[[ Passage to read open ]]
CMS’ Stark Self-Disclosure Protocols: The Who, What, When, Where, Why and How of the New Process
WHY? The History Behind The New Protocols
Before Health Reform, the Office of Inspector General (OIG) announced in a March 24, 2009 letter to providers that it would “no longer accept disclosure of a matter that involves only liability under the physician self-referral law in the absence of a colorable anti-kickback statute violation.” In other words, the OIG did not want to hear about a Stark violation unless the anti-kickback statute was violated too.
Congress told the regulators in the Health Reform Act that this was no good. In Section 6409 of the Patient Protection and Affordable Care Act (PPACA), the Secretary of Health and Human Services was given six months to promulgate protocols for providers to self-report Stark violations. Not only that, PPACA enacted a new requirement for providers to self-report within 60 days of discovering a potential or actual Stark violation. PPACA also made clear that the regulators have the authority to negotiate settlements and reduce penalties for Stark violations.
[[ Passage to read closed ]]
[[ Supplied entries open ]]
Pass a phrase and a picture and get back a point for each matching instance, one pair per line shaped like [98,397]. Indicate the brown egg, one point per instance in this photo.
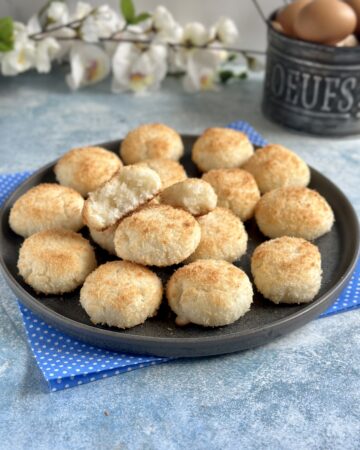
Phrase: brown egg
[355,4]
[286,16]
[349,41]
[325,21]
[277,26]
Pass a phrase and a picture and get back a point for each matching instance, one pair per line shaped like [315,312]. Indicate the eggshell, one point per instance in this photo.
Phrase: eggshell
[355,5]
[286,16]
[277,26]
[349,41]
[325,21]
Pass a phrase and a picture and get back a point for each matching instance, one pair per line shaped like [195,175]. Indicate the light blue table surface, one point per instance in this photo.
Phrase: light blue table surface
[299,392]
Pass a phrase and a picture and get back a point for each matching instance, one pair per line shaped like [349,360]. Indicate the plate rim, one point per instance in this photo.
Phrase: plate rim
[307,312]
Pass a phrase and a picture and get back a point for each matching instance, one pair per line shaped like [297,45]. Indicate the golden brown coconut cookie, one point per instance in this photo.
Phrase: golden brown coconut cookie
[275,166]
[130,188]
[287,270]
[85,169]
[105,239]
[55,261]
[223,236]
[297,212]
[46,206]
[236,189]
[221,148]
[154,140]
[121,294]
[157,236]
[210,293]
[169,171]
[194,195]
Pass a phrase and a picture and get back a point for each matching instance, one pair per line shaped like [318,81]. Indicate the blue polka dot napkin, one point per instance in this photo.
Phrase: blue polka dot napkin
[66,362]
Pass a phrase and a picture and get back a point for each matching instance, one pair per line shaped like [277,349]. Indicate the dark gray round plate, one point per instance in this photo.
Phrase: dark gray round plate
[159,335]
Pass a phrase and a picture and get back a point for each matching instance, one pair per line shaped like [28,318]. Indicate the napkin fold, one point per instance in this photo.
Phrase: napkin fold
[66,362]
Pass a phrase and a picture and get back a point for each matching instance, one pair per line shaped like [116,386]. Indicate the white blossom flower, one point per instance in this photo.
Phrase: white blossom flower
[225,31]
[33,25]
[66,44]
[22,57]
[82,10]
[46,50]
[138,70]
[166,28]
[202,67]
[57,14]
[89,65]
[195,33]
[102,23]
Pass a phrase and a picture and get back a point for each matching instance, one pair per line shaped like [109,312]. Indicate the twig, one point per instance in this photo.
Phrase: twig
[149,42]
[260,11]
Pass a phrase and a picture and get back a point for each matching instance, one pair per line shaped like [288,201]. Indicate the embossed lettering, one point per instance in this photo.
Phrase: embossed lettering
[348,85]
[313,89]
[292,86]
[330,93]
[278,80]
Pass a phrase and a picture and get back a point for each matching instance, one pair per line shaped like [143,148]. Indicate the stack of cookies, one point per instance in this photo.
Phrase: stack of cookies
[145,211]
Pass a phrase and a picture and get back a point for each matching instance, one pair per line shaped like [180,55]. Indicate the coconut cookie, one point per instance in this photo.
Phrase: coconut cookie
[195,196]
[298,212]
[287,270]
[55,261]
[223,236]
[221,148]
[86,168]
[169,171]
[121,294]
[236,189]
[275,166]
[154,140]
[46,206]
[157,236]
[131,187]
[209,293]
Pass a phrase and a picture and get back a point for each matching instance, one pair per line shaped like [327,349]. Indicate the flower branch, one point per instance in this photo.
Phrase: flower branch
[139,49]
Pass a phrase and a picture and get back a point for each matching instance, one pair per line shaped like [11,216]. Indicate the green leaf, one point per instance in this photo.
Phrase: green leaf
[127,10]
[225,76]
[140,18]
[6,34]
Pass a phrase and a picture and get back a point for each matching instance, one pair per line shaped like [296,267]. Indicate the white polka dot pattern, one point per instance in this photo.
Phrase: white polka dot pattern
[66,362]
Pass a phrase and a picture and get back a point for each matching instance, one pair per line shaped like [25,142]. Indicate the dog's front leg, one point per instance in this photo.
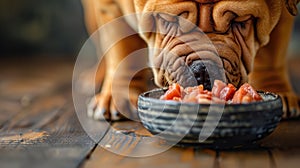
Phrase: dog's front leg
[103,105]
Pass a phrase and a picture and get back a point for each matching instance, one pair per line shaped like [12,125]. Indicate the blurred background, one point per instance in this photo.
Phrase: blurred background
[41,27]
[56,27]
[[ Supplied entries closed ]]
• **Questions to answer**:
a: According to the passage on the history of the Stark self-disclosure protocols, why did Congress direct the Secretary of Health and Human Services to create protocols for providers to self-report Stark violations? Respond in one to three sentences.
b: In the passage on the Stark self-disclosure protocols, rewrite the text between "Congress told the" and "for Stark violations.", inclusive, replacing "six months" with "nine months".
c: Continue the passage on the Stark self-disclosure protocols from the point at which it ends.

• **Results of the exercise**:
a: In a March 24, 2009 letter, the OIG announced that it would no longer accept disclosure of a matter involving only liability under the physician self-referral law unless there was also a colorable anti-kickback statute violation. Congress found this unacceptable. In Section 6409 of PPACA, it gave the Secretary six months to promulgate protocols for providers to self-report Stark violations.

b:
Congress told the regulators in the Health Reform Act that this was no good. In Section 6409 of the Patient Protection and Affordable Care Act (PPACA), the Secretary of Health and Human Services was given nine months to promulgate protocols for providers to self-report Stark violations. Not only that, PPACA enacted a new requirement for providers to self-report within 60 days of discovering a potential or actual Stark violation. PPACA also made clear that the regulators have the authority to negotiate settlements and reduce penalties for Stark violations.

c:
Many in the industry hoped that the regulators would provide for “technical only” Stark violations, since Stark carries with it tremendous potential fines and treble damages, even for a minor mistake made through an innocent oversight - like failing to sign a new contract to memorialize an ongoing agreement. Some trade associations suggested a flat $50,000 penalty for technical violations. After all, providers with these kinds of technical violations are not really the “bad guys.” They are providers who took care patients provided good, quality care, but did not manage their paperwork as well as they should have.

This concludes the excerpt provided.